> **Records for this task**:
===

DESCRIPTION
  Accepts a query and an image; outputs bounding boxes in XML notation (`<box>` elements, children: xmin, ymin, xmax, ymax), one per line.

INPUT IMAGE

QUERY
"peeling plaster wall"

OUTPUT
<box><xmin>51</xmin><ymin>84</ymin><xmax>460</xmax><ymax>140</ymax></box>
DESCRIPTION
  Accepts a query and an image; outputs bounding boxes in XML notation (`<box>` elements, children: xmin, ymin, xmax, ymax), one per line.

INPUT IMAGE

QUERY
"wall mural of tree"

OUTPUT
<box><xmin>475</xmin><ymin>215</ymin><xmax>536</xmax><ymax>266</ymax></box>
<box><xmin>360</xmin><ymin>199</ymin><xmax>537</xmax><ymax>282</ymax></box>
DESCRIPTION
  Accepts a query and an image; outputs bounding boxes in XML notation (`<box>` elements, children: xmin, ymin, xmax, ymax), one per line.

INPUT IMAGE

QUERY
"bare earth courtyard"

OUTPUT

===

> **Aim**:
Return every line of the records above that contains the word "wall".

> **Exercise response**:
"peeling plaster wall"
"wall mural of tree"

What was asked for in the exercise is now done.